#### DOCUMENT SEGMENT ####

BERLIN, July 28 The German government's panel of independent economic advisers favours the creation of a sovereign insolvency mechanism for euro zone states to prevent future crises and says countries should be able to leave the currency bloc as a last resort.
In a special report published on Tuesday, the council of five experts known as the "wisemen", said the Greek debt crisis had underscored the urgent need for further reforms to make the euro zone more stable.
Alongside measures such as deepening the European banking union, the council said the euro area's crisis toolkit should be complemented by a mechanism for orderly sovereign insolvencies, which would make the currency area's no bail-out clause credible.
"To ensure the cohesion of monetary union, we have to recognise that voters in creditor countries are not prepared to finance debtor countries permanently," said Christoph M. Schmidt, Chairman of the German Council of Economic Experts.
The Greek crisis has called into question the future of the currency bloc with popular misgivings in Germany over a third bailout for the heavily indebted country running deep.

#### AVAILABLE RECORDS ####

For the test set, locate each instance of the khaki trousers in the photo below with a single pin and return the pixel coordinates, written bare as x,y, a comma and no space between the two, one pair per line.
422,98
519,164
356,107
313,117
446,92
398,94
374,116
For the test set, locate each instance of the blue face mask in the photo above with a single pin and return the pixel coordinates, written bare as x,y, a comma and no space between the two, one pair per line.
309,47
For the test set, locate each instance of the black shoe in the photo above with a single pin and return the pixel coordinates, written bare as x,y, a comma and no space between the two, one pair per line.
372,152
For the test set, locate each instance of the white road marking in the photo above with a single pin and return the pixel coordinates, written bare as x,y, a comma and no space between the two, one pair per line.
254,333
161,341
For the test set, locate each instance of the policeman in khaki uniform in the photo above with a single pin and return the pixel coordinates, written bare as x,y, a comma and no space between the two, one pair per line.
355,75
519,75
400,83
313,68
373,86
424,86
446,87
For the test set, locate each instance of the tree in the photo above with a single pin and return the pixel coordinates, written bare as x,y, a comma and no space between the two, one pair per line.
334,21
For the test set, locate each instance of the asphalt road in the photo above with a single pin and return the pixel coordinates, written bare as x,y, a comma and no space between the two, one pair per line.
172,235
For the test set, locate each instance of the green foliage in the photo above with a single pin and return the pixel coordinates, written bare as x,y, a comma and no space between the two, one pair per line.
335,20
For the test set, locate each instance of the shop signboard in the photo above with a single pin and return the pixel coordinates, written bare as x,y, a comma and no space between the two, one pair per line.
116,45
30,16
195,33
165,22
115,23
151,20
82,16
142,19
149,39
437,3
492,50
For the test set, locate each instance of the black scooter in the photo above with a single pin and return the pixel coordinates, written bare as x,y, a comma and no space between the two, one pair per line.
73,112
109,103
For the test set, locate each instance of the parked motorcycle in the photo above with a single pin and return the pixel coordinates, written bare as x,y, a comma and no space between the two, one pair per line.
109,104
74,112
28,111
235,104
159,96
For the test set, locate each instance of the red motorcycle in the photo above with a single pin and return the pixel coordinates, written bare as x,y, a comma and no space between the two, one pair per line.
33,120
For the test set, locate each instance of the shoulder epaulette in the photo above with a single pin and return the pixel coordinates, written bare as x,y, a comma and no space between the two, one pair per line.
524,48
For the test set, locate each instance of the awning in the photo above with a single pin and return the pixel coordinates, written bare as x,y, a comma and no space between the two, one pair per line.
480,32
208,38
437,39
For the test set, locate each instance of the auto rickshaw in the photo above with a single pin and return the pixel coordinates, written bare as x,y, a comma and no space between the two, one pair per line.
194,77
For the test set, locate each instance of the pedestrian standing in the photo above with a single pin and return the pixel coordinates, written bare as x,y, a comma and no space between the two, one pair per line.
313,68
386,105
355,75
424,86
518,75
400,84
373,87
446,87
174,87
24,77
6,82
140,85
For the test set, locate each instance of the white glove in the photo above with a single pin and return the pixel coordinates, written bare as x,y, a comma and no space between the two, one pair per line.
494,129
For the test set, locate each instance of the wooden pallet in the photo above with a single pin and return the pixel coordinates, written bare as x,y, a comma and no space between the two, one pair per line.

####

• [EXERCISE INSTRUCTIONS]:
(1) In the news report on the German government's economic advisers, who chairs the German Council of Economic Experts?
(2) Copy word for word the lines of the records from the one containing "For the test set, locate each instance of the black scooter" through the final line of the records, including both ends.

• [TASK RESULTS]:
(1) Christoph M. Schmidt.

(2)
For the test set, locate each instance of the black scooter in the photo above with a single pin and return the pixel coordinates, written bare as x,y, a comma and no space between the two, one pair per line.
73,112
109,103
For the test set, locate each instance of the parked motorcycle in the photo above with a single pin and return the pixel coordinates, written bare as x,y, a comma and no space between the two, one pair per line.
109,104
74,112
28,111
235,104
159,96
For the test set, locate each instance of the red motorcycle in the photo above with a single pin and return the pixel coordinates, written bare as x,y, a comma and no space between the two, one pair per line.
33,120
For the test set, locate each instance of the shoulder epaulette in the photo above with a single pin and return the pixel coordinates, written bare as x,y, a comma and no space between the two, one pair per line.
524,48
For the test set, locate each instance of the awning in the photo above with a single pin and return the pixel coordinates, written bare as x,y, a comma and no space between the two, one pair per line.
480,32
208,38
437,39
For the test set, locate each instance of the auto rickshaw in the photo above with a single pin and return the pixel coordinates, written bare as x,y, a comma and no space between the two, one pair per line.
194,77
For the test set, locate each instance of the pedestrian standing in the photo above with a single pin and return the pixel coordinates, written bare as x,y, a comma and no space between the two, one pair per line.
313,68
386,105
355,75
424,86
518,75
400,84
373,87
446,87
174,87
24,77
6,82
140,85
For the test set, locate each instance of the white glove in the photo above with a single pin and return the pixel coordinates, written bare as x,y, a comma and no space between the two, one pair per line.
494,129
For the test set, locate each instance of the wooden pallet in the photo above with a single pin and return the pixel coordinates, written bare as x,y, a comma and no space between the two, one pair per line.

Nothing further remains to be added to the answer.